Which lines in the entries below contain the word "hair"? Pick out each of them and copy it.
* * * * * * * * *
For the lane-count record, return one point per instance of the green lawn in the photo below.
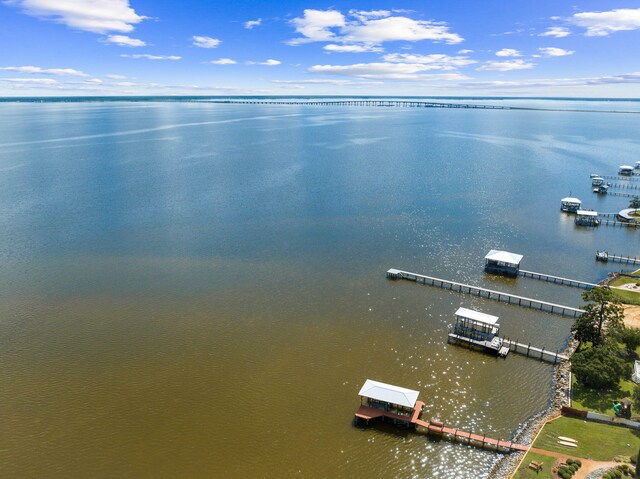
(524, 472)
(599, 401)
(627, 297)
(595, 441)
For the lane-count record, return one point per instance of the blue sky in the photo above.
(466, 47)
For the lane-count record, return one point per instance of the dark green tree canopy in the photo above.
(603, 315)
(599, 367)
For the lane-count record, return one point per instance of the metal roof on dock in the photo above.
(504, 256)
(389, 393)
(477, 316)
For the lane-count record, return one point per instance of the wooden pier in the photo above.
(605, 256)
(619, 193)
(626, 186)
(633, 177)
(367, 414)
(508, 346)
(487, 293)
(620, 224)
(557, 279)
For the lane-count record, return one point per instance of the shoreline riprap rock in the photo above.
(507, 465)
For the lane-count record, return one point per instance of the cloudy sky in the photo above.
(428, 47)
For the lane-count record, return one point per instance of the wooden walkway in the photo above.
(508, 345)
(633, 177)
(619, 193)
(368, 413)
(626, 186)
(620, 224)
(487, 293)
(557, 279)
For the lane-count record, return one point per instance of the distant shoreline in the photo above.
(488, 103)
(298, 97)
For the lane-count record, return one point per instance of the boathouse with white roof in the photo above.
(502, 262)
(570, 205)
(388, 397)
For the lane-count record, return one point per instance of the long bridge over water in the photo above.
(368, 102)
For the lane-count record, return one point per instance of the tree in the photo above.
(636, 397)
(602, 315)
(630, 337)
(599, 367)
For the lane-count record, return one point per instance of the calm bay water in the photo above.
(198, 290)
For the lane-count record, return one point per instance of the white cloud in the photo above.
(385, 70)
(508, 52)
(46, 71)
(253, 23)
(33, 81)
(315, 25)
(327, 82)
(368, 15)
(507, 65)
(125, 41)
(399, 29)
(205, 42)
(556, 32)
(555, 52)
(98, 16)
(332, 47)
(222, 61)
(430, 62)
(558, 82)
(369, 28)
(601, 24)
(152, 57)
(270, 62)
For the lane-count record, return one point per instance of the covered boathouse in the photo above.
(570, 205)
(502, 262)
(386, 400)
(586, 218)
(625, 170)
(477, 329)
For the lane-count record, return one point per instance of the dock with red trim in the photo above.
(368, 413)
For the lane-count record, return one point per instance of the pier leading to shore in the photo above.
(487, 293)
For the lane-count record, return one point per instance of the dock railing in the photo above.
(487, 293)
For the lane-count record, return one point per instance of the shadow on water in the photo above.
(389, 429)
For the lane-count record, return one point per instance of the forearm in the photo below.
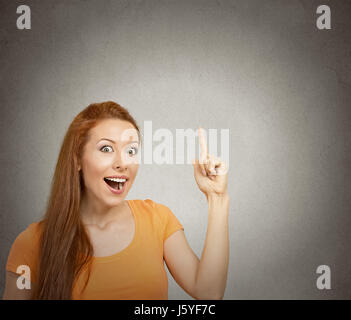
(211, 276)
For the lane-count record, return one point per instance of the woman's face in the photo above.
(110, 161)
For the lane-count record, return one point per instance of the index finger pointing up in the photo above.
(203, 144)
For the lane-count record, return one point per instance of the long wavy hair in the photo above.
(65, 249)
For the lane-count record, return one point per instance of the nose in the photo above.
(119, 162)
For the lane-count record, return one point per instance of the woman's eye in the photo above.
(106, 149)
(133, 151)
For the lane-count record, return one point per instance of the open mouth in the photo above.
(116, 183)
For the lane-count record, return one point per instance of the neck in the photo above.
(94, 212)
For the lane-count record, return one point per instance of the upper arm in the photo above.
(12, 292)
(181, 261)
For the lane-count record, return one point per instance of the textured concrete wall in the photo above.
(260, 68)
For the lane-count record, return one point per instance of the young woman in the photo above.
(94, 244)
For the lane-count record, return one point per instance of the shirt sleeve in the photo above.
(23, 253)
(171, 223)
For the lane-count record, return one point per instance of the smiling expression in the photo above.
(110, 161)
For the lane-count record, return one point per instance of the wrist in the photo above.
(218, 197)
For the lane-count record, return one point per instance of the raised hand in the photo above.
(211, 173)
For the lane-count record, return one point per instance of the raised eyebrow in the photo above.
(128, 142)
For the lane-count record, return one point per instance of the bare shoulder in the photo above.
(12, 292)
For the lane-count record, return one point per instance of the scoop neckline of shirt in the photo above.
(129, 246)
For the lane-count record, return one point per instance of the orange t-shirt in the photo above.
(135, 273)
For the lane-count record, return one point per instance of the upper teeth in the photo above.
(116, 179)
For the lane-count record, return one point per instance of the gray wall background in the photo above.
(260, 68)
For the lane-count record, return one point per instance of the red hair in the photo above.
(65, 249)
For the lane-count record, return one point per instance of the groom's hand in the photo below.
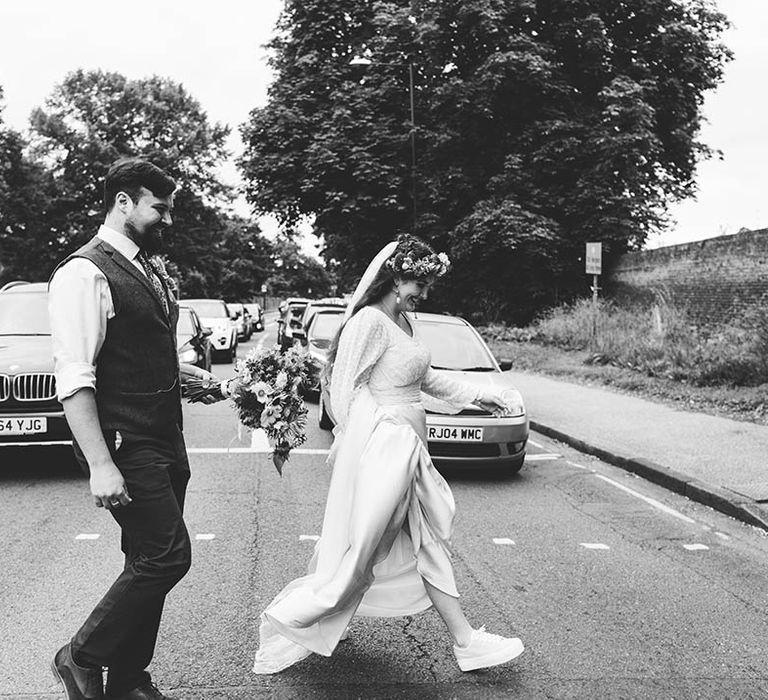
* * * * * * * * *
■ SOLUTION TO THIS PROBLEM
For the lane-count record, return one point per instance of the long wavy hair in the photo above.
For the lane-count record, return one point per instance of the red hair in the photo above.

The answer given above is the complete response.